Problem description
What mechanisms does the article on posterolateral corner injuries list under its heading "Posterolateral Corner Injury Mechanisms"? Give every one.

Extract
# # # #

Understanding Posterolateral Corner Injuries in Sport

Anatomy

The posterolateral complex consists of a group of dynamic and static stabilizing structures that work together to maintain the posterolateral stability of the knee (see figure 1).

The static structures responsible for stability include the lateral collateral ligament (LCL), the popliteofibular ligament (PFL), and the fabellofibular ligament. On the other hand, dynamic structures are the biceps femoris tendon, the iliotibial band, and the popliteal muscle-tendon complex. Among these, the biceps femoris tendon functions as a dynamic structure located at the posterolateral aspect of the knee, generating flexion force when it contracts. Although it doesn’t prevent posterior dislocation of the lateral tibial platform, it acts as a static structure to restrict anterior movement of the tibia when the knee is fully extended.

The iliotibial band has a different course depending on the knee position; it runs from the posterior side of the lateral femoral epicondyle during flexion greater than 40° and from the anterolateral side when the knee is extended. Generally, it is not considered a posterolateral structure. In severe lateral structural injury cases, the iliotibial band may also sustain damage, often leading to an avulsion fracture of Gerdy’s tubercle.

Both static and dynamic structures stabilize the knee by restraining varus, external rotation, and combined posterior translation with external rotation.

Mechanism of Action

Posterolateral corner injuries can occur due to direct or indirect trauma to the knee. The most common mechanism involves a combination of forces, such as a direct blow to the inner knee, a sudden twisting motion, or a hyperextension injury. Researchers from the University of Minnesota in the USA demonstrated the incidence of PLC knee injuries with acute knee ligament injuries with hemarthrosis is 9.1%. They confirmed that PCL and posterolateral corner injuries are often combined with other ligament injuries⁽⁵⁾.

Assessment

Correctly identifying PLC injuries is crucial for optimal recovery. While the severity of symptoms can vary, some common signs of a PLC injury include:

• Pain and tenderness on the outer side of the knee joint.
• Swelling and inflammation.
• Instability or feelings of the knee giving way.
• Restricted range of motion.
• Difficulty walking, running, or pivoting.
• Audible popping or clicking sounds during knee movements.

These symptoms are associated with many other injuries, such as meniscal tears, osteo- and rheumatoid arthritis, and cruciate or collateral ligament tears, amongst many others. It’s essential to discuss the nature of the injury with the athlete, the mechanism of injury, and the onset and progression of symptoms. This information helps clinicians establish a preliminary understanding of what’s going on. Then, they should perform an in-depth examination of the knee joint with special attention given to assessing stability, range of motion, and tenderness or swelling. Specific tests, such as the posterolateral drawer, dial, and external rotation recurvatum tests, assess ligamentous integrity and stability.

Posterolateral Corner Injury Mechanisms

• A blow to the anteromedial knee
• A varus blow to a flexed knee
• Contact and non-contact hyperextension injuries
• An external rotation twisting injury
• Knee dislocation

Along with the ligamentous injury, it is not uncommon for PLC injuries to be associated with neurovascular injuries, such as common peroneal nerve (15-29% of all PLC injuries). Ultimately, the special tests help identify possible PLC injury, but MRI is required to confirm a diagnosis and remains the gold standard in traumatic knee injury assessment.

Posterolateral drawer test
The starting point for this test is similar to the posterior drawer test but with the foot externally rotated about 15°. Here, a combined posterior force and external rotation torque is applied to the tibia to determine the amount of rotation of the tibial tubercle that occurs compared to the distal femur. A positive posterolateral drawer test indicates a grade III PLC injury⁽⁶⁾.

# # # #

Record set

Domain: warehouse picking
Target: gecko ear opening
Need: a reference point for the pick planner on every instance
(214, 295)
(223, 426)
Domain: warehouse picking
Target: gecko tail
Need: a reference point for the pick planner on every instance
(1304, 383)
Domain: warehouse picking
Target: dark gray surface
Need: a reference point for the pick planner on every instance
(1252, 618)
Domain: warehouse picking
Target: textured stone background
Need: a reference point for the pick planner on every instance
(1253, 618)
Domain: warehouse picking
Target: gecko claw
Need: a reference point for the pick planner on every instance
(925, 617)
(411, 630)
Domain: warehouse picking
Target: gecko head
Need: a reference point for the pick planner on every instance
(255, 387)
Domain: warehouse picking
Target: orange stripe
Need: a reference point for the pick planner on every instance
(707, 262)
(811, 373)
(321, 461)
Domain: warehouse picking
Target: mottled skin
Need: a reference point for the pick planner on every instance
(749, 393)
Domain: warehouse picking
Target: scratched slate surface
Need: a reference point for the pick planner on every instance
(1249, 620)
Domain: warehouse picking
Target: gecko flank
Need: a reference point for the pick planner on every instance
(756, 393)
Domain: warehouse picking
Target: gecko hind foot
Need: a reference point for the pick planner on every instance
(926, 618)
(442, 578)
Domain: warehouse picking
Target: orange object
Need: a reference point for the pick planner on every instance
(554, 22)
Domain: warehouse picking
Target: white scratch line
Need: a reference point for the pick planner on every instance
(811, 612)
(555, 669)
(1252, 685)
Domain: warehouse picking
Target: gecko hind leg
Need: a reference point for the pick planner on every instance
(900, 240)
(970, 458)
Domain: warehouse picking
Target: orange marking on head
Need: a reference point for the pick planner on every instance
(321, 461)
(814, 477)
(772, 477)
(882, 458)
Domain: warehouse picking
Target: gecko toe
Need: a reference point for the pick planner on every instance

# # # #

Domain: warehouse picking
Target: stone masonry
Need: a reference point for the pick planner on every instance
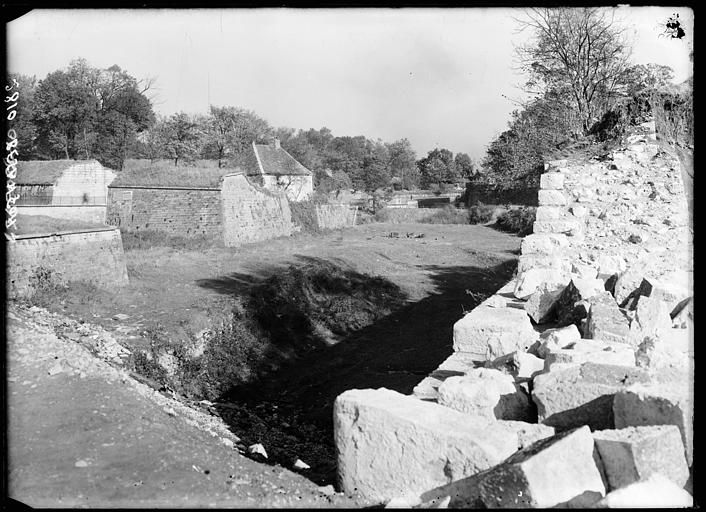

# # # #

Solution to this exercise
- A blow to the anteromedial knee
- A varus blow to a flexed knee
- Contact and non-contact hyperextension injuries
- An external rotation twisting injury
- Knee dislocation